Penn’s vaccine is one of several in early trials nationally that attempt to prevent cancer.

Vaccines in development at Johns Hopkins University, MD Anderson Cancer Center, and elsewhere use different techniques — such as creating an immune response with deactivated cancer cells, instead of reprogramming white blood cells with DNA.

But they share a common philosophy: The body’s immune system is so powerful that it can protect against cancer, just as it protects against viruses.

“I don’t want to oversell it,” said Elizabeth Jaffee, the deputy director of Hopkins’ Sidney Kimmel Comprehensive Cancer Center. But she feels scientists are closer than ever. “We will get there.”

» READ MORE: UPenn scientists among those developing vaccines that arm the immune system to fight cancer

A family history

Families with hereditary breast cancer are eager for better options than preventive surgeries, ongoing testing, and wishing for luck.

“There has to be a less barbaric way,” said Adrienne Fox-Miniman, of Glen Mills. She was 40 when she was diagnosed with breast cancer in 1990. While not part of the clinical trial, she hopes it will help her family.

Fox-Miniman, now 75, has a BRCA gene mutation. So do at least seven other relatives. Her family is Ashkenazi Jewish, which means they have a 1 in 40 chance of carrying the gene mutation, compared to the general population’s 1 in 200 risk.

A niece learned she was a carrier too late; she died of breast cancer at age 34. Fox-Miniman doesn’t speak to the niece’s father, her brother, in part because she can’t forgive him for not getting tested.

Fox-Miniman’s cancer was caught early enough that she decided against a mastectomy to remove her breasts. She opted instead for more screening.

She’s long lost track of how many times doctors have grown concerned enough to inject a long needle into her chest to biopsy a lump. Most times the results are negative, but waiting for the phone to ring remains a near-constant anxiety decades later.

Last fall, doctors found her cancer had returned, and she completed radiation earlier this month.

She tries to keep her mind off cancer by focusing on her grandchildren, who visit often for play dates and sleepovers in a living room plastered with family snapshots.

◆ **Entries from a data collection**:
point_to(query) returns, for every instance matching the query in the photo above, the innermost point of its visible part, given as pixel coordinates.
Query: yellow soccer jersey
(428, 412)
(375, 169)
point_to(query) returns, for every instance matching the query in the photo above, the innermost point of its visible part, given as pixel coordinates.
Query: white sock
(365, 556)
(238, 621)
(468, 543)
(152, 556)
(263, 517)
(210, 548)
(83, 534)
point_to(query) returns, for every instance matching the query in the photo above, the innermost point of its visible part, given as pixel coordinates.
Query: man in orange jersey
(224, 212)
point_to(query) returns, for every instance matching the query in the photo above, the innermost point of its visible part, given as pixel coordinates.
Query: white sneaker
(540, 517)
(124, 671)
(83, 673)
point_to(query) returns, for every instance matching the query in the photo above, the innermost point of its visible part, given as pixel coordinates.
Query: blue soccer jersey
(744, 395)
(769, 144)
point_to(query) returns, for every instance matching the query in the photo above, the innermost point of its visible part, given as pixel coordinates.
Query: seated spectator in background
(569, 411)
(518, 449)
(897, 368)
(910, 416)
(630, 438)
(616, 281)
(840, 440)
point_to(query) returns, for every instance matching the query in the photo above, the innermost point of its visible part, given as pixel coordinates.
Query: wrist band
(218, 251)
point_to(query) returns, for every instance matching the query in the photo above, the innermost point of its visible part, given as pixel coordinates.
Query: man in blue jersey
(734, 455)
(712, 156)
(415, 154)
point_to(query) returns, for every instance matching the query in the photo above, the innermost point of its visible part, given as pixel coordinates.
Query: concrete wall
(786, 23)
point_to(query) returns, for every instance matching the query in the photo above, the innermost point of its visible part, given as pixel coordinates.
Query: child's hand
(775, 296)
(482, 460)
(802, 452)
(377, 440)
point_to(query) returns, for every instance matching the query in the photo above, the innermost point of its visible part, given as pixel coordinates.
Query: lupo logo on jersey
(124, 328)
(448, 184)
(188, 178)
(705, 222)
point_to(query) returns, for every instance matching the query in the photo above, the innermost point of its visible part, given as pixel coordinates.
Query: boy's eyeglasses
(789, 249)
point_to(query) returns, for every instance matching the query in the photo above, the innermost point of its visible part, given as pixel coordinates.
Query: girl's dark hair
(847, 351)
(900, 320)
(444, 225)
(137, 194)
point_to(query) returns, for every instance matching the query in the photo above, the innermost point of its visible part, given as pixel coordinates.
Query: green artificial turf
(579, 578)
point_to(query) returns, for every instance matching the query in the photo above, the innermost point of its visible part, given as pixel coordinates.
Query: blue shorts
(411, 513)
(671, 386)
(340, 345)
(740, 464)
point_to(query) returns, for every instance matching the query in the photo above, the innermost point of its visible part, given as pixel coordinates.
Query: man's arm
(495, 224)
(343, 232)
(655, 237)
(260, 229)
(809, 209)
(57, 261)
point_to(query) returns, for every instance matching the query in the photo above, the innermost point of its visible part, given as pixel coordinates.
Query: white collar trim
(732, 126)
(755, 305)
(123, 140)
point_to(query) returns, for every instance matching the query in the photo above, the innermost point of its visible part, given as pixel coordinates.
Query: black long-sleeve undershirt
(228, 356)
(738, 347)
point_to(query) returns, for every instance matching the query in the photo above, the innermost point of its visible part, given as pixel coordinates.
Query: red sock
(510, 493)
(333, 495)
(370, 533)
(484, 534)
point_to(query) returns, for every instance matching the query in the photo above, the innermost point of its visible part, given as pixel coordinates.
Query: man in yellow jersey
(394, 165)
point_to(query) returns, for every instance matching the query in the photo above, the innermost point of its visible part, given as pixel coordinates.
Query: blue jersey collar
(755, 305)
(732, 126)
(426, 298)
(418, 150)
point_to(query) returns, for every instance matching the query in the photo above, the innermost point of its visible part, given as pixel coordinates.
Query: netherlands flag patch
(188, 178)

◆ **Exercise aim**:
Please copy the passage on cancer vaccines word for word, between "Fox-Miniman’s cancer was" and "earlier this month.", inclusive.

◆ **Output below**:
Fox-Miniman’s cancer was caught early enough that she decided against a mastectomy to remove her breasts. She opted instead for more screening.

She’s long lost track of how many times doctors have grown concerned enough to inject a long needle into her chest to biopsy a lump. Most times the results are negative, but waiting for the phone to ring remains a near-constant anxiety decades later.

Last fall, doctors found her cancer had returned, and she completed radiation earlier this month.